#### RECORDS SHOWN

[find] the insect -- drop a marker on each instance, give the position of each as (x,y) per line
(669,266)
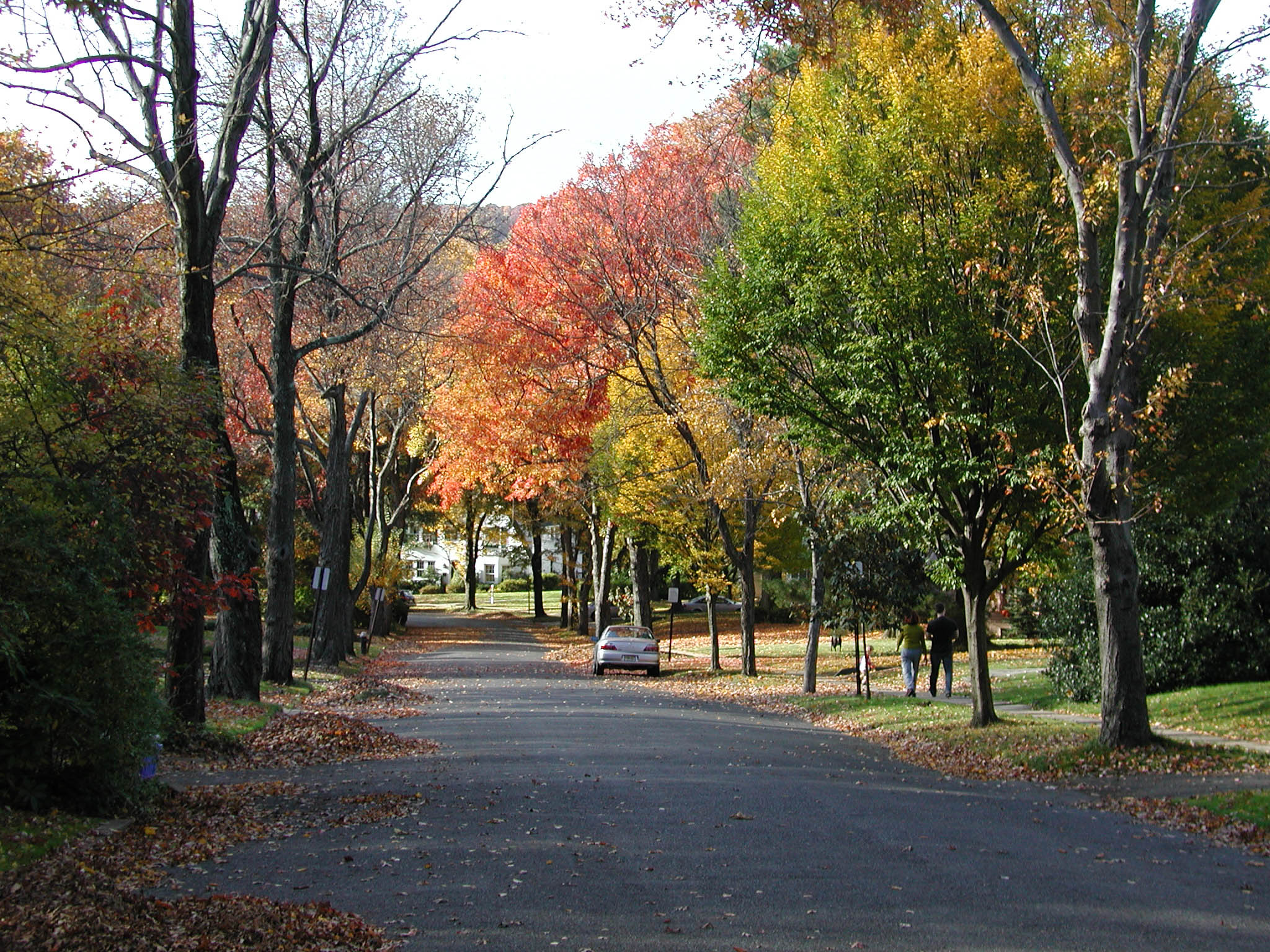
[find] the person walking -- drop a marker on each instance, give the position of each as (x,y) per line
(943,631)
(911,645)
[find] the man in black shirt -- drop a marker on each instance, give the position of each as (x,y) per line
(941,631)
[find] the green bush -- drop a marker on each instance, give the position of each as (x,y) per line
(79,708)
(1204,594)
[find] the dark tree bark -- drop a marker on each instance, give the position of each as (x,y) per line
(333,624)
(535,512)
(642,582)
(567,574)
(1113,327)
(474,522)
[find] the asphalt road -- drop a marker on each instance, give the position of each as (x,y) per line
(573,813)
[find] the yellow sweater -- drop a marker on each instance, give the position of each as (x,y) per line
(911,637)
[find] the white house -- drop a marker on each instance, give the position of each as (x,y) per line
(432,557)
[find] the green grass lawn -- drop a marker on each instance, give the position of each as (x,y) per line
(516,602)
(1248,805)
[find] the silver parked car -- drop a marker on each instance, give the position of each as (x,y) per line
(628,646)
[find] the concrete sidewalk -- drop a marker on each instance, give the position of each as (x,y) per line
(1025,711)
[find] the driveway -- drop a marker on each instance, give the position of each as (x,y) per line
(573,813)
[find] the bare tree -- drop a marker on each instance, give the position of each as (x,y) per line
(135,69)
(1162,73)
(362,173)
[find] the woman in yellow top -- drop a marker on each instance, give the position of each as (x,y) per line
(911,645)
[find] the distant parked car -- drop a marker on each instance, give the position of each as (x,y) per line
(699,604)
(630,646)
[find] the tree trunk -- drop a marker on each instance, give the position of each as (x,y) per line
(280,620)
(236,662)
(333,624)
(535,511)
(642,583)
(566,574)
(813,622)
(471,546)
(748,592)
(184,655)
(713,627)
(601,566)
(974,597)
(584,617)
(1126,721)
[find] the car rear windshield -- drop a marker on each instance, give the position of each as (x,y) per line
(630,633)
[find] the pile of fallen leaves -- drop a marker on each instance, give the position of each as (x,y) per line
(89,895)
(1176,815)
(322,738)
(368,695)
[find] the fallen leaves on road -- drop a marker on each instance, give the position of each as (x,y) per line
(322,738)
(89,895)
(1176,815)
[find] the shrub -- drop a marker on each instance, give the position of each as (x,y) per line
(79,710)
(1204,596)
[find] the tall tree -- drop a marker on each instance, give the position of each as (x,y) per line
(151,54)
(886,259)
(357,162)
(1162,71)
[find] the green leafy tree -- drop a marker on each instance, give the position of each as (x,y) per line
(104,487)
(888,257)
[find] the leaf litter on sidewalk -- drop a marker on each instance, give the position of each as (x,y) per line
(93,895)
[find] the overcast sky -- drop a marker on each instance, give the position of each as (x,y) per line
(572,68)
(567,68)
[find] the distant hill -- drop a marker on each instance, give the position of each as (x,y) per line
(493,223)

########

§ WHAT IS REQUIRED
Give back the lines of the listing from the one with "[find] the car" through the end, both included, exactly as written and with nothing added.

§ TASK RESULT
[find] the car rear windshield -- drop a marker on each instance, give the position of each as (x,y) per line
(630,633)
[find] the pile of fallen leaves -- drop a marker on each instance, give the position of each as (x,y) per line
(89,895)
(1176,815)
(322,738)
(368,695)
[find] the fallen leaves on road -- drop a marker on each instance, give the position of each as (x,y) per line
(322,738)
(89,895)
(1176,815)
[find] the shrub -- drop a marker on each instance, give the position of each as (x,y) per line
(79,710)
(1204,596)
[find] the tall tree -- drop a marker on each instance, give the position of each as (x,y) per line
(151,54)
(886,259)
(357,162)
(1162,71)
[find] the green leafy tree -- drop a marker on each instance, give the position of each as (x,y) per line
(104,487)
(888,257)
[find] the leaf litter on sidewalk -- drop a marker on each instance, give the position of each as (x,y) per line
(93,895)
[find] the overcast sky -- drop a marker on each instance, give the position of each as (x,y) per line
(572,68)
(567,68)
[find] the distant hill -- drop a marker on each instance, give the position of each as (x,y) per line
(493,223)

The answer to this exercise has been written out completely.